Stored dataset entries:

*****

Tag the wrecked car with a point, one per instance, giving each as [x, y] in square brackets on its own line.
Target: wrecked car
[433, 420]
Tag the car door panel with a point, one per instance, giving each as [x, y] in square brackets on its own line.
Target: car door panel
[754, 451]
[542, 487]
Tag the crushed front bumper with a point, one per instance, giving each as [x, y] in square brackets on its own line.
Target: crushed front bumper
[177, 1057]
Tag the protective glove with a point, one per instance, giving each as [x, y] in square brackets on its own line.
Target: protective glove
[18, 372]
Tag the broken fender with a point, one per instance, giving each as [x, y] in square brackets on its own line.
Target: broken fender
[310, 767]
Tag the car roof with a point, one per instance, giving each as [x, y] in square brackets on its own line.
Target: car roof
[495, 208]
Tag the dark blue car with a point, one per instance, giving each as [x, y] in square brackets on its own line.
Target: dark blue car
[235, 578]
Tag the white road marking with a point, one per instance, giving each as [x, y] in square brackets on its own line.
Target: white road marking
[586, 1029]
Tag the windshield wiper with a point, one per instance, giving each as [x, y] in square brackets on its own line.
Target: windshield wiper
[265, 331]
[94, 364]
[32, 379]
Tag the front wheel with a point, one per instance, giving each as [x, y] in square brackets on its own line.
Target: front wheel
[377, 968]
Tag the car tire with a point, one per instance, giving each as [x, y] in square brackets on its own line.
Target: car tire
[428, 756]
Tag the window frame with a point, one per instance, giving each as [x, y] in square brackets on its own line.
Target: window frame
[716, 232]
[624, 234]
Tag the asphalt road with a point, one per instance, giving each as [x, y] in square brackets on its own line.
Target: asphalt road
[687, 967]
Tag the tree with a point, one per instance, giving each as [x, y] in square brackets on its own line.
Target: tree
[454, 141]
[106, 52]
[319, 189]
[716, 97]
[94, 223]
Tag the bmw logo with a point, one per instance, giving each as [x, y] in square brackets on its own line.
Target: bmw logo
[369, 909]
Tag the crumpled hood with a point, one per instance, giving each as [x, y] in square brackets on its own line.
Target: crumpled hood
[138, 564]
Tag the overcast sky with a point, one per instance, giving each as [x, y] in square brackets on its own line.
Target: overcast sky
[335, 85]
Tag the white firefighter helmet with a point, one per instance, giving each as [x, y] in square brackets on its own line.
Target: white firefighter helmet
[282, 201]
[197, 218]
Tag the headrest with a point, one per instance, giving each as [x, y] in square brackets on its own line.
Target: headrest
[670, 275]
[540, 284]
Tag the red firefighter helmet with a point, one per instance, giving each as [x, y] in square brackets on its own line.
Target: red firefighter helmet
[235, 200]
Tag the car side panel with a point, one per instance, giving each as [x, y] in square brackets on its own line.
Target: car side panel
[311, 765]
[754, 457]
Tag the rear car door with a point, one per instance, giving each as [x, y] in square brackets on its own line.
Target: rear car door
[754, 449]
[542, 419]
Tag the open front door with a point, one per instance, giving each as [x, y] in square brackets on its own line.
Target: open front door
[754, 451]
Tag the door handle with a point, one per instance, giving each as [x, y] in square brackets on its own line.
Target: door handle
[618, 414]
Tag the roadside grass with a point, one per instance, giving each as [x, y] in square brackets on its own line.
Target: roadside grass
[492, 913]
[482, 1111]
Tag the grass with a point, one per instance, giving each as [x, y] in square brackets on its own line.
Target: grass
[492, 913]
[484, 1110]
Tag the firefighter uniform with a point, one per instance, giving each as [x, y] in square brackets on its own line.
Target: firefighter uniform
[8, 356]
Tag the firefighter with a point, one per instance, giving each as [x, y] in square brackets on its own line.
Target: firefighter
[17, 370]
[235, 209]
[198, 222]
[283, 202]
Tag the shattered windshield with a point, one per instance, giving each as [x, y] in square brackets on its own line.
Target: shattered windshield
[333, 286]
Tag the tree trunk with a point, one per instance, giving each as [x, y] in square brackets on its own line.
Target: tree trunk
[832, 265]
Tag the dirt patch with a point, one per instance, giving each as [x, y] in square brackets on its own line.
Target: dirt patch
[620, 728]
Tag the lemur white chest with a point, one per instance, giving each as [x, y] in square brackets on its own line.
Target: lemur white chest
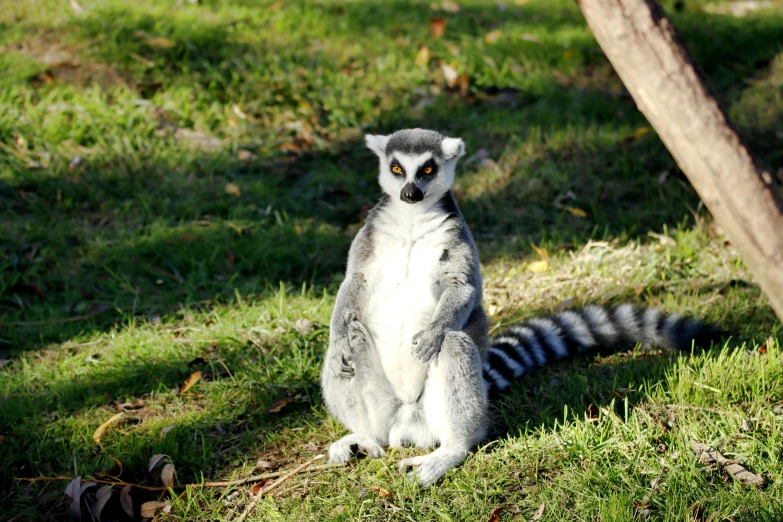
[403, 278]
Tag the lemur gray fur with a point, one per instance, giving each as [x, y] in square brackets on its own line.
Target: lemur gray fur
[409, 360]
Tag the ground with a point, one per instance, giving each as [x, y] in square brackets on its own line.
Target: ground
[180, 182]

*****

Your goal: Output every one of these lines as a numbered list, skipping any blank lines. Omit the pictures from your answer.

Output:
1. Tag the wrecked car with a point, one per instance, giving each as [x, y] in square brackets on its own line.
2. Target: wrecked car
3. [433, 420]
4. Tag the car door panel with a point, one per instance, giving each as [x, y] in square brackets on its own line.
5. Target: car door panel
6. [754, 451]
7. [542, 487]
8. Tag the crushed front bumper with a point, one per instance, giving each as [x, y] in square brackets on its own line.
9. Target: crushed front bumper
10. [177, 1057]
11. Tag the protective glove with a point, one per instance, giving each as [x, y] in square brackets on its own line.
12. Target: protective glove
13. [18, 372]
14. Tag the broken fender with a point, one per instance, giving each as [x, y] in square brackets on its own line.
15. Target: broken fender
16. [310, 767]
17. Tag the car roof with a point, one per instance, giving each as [x, y] in square brackets on its own line.
18. Target: car roof
19. [495, 208]
20. Tag the dark blue car with a point, one per instance, giving each as [x, y] in square brackets on its own line.
21. Target: dark blue car
22. [235, 578]
23. Tag the white road marking with a point, one per instance, giving each as [x, y] in square brackets on its own line.
24. Target: white road marking
25. [586, 1029]
26. Tag the windshield wiper with a point, one per instance, giving each as [x, y] in square brackets on its own line.
27. Target: windshield wiper
28. [265, 331]
29. [94, 364]
30. [32, 379]
31. Tag the front wheel with a point, one per instance, giving each as [x, y] in square brackets on its own line.
32. Target: front wheel
33. [377, 968]
34. Tag the car tire with a point, one per instance, giving each as [x, y] in square brackets on its own line.
35. Target: car tire
36. [428, 756]
37. Tag the window frame with a point, one per instance, giving each as [x, y] in square brackets on its own line.
38. Target: window frame
39. [716, 232]
40. [624, 234]
41. Tag the asphalt road with a point, one per instance, giving each as [x, y] in square brackets on its own line.
42. Target: asphalt road
43. [687, 967]
44. Tag the tree with a point, one per instance, giving each as [x, y] in square brackets on its own line.
45. Target: tree
46. [454, 141]
47. [106, 52]
48. [319, 189]
49. [716, 97]
50. [94, 223]
51. Tag the bmw logo with a point, one per instance, giving each as [x, y] in square brackets on its own line.
52. Target: bmw logo
53. [369, 909]
54. Tag the crumpled hood with a point, one per instance, giving each as [x, y] in square brackets on its own line.
55. Target: crumpled hood
56. [138, 564]
57. Tag the overcast sky with a point, one per instance, giving each as [x, y] in square brackets on its own line.
58. Target: overcast sky
59. [335, 85]
60. Tag the white firefighter helmet with a point, one per instance, giving each as [x, y] in square brackets on its own line.
61. Target: white firefighter helmet
62. [282, 201]
63. [197, 218]
64. Tag the headrest with a point, one per instance, giving each as [x, y] in square brackets on its own line.
65. Target: headrest
66. [670, 275]
67. [540, 284]
68. Tag the red firefighter helmet with a point, one per instance, giving each as [x, y] in square brackets on its own line.
69. Target: red firefighter helmet
70. [235, 200]
71. Tag the car side panel with a point, one per instance, giving each as [x, y] in square brackets on its own line.
72. Target: car side panel
73. [311, 765]
74. [754, 457]
75. Tag the rear car door with a point, one per instance, giving each as [x, y] in square brackets on its own line.
76. Target: rear car door
77. [754, 449]
78. [542, 419]
79. Tag the open front door with a point, one per instance, giving each as [x, y] in square brackets on its own line.
80. Target: open front door
81. [754, 451]
82. Tag the door handle with a point, one per instance, giving each as [x, y] in square brackets on its own line.
83. Target: door handle
84. [618, 414]
85. Tag the roadside grass with a point, one per instance, giving each as [x, y] in square brackets on its own line.
86. Target: roadside grass
87. [492, 913]
88. [482, 1111]
89. Tag the grass with a point, one per instance, giving each as [x, y] in square brackets on its own line.
90. Target: grass
91. [492, 913]
92. [484, 1110]
93. Tag the firefighter uniform with a point, one per instance, giving each as [x, y] in square brackets on its own line.
94. Target: firefighter uniform
95. [8, 356]
96. Tag the firefighter with a point, one per instance, giving each as [x, y] in square brackets on its own line.
97. Target: firefighter
98. [17, 370]
99. [235, 209]
100. [198, 222]
101. [283, 202]
102. Tag the shattered windshield with a point, one per instance, giving each as [x, y] in square brackets on its own line.
103. Target: shattered windshield
104. [333, 286]
105. Tag the tree trunk with a point, one per instance, giving each as [x, y] in square brackets on its own line.
106. Target: tree trunk
107. [832, 265]
108. Tag the dirt patch with a point, one per instance, giving each as [x, y] in square brackets on its own line.
109. Target: dirt patch
110. [620, 728]
111. Tag the lemur white chest with a point, one per instance, giving each as [x, y] in square brackets on its own line.
112. Target: lemur white chest
113. [403, 278]
114. Tag the lemur gray fur with a point, one per instance, giving each as [x, y] in square brackets on its own line.
115. Target: lemur gray fur
116. [409, 360]
117. Tag the ground with a point, one per instance, giving each as [x, y] in square brackets on its own line.
118. Target: ground
119. [180, 182]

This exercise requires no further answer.